— Supplied data —
- - -
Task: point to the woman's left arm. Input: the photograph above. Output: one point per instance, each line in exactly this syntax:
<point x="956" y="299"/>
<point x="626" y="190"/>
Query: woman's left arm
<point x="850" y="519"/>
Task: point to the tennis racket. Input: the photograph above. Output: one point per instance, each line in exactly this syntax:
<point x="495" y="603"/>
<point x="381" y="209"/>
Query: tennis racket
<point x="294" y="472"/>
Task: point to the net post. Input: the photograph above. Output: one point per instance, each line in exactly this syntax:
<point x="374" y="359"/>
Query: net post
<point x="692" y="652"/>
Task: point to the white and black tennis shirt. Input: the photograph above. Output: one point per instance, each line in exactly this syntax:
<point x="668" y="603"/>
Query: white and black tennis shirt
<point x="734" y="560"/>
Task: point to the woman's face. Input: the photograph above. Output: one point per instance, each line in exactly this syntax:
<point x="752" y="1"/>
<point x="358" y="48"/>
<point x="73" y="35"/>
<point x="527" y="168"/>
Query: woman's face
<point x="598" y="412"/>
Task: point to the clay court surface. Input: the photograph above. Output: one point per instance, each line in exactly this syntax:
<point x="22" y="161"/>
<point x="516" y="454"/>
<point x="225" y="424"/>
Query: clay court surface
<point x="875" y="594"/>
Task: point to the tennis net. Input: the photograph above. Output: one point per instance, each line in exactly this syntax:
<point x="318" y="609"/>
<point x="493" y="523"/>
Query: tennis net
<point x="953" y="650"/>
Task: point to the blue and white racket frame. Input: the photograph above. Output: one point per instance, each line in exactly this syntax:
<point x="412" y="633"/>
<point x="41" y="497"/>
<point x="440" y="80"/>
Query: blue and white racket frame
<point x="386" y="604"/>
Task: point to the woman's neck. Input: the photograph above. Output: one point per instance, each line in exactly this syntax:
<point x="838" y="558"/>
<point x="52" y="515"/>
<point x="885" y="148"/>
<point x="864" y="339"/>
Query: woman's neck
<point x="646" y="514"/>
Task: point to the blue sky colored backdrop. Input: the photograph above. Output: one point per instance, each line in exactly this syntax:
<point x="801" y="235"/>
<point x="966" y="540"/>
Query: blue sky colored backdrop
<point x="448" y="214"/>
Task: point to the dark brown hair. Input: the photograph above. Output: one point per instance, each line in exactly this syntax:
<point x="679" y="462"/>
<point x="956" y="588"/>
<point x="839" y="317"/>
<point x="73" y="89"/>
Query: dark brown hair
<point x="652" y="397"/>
- - -
— Written instruction —
Copy the records from the line with "Task: point to the blue and" through the end of the records, changing "backdrop" to "background" and leaving everything else as it is.

— Worked solution —
Task: point to the blue and white racket frame. Input: the photograph above. Output: one point per instance, each line in exactly this syntax:
<point x="412" y="633"/>
<point x="41" y="497"/>
<point x="440" y="80"/>
Query: blue and white racket frame
<point x="386" y="604"/>
Task: point to the woman's neck. Input: the photograph above. Output: one point per instance, each line in exactly this syntax:
<point x="838" y="558"/>
<point x="52" y="515"/>
<point x="885" y="148"/>
<point x="864" y="339"/>
Query: woman's neck
<point x="646" y="514"/>
Task: point to the blue sky colored background. Input: the photograph above. Output: one point per instance, each line in exactly this syntax:
<point x="801" y="235"/>
<point x="966" y="540"/>
Query: blue sky colored background
<point x="448" y="214"/>
Task: point to the dark brown hair. Input: the photograph above. Output: one point per instance, each line in exactly this syntax:
<point x="679" y="462"/>
<point x="956" y="588"/>
<point x="839" y="317"/>
<point x="73" y="89"/>
Query: dark brown hair
<point x="652" y="397"/>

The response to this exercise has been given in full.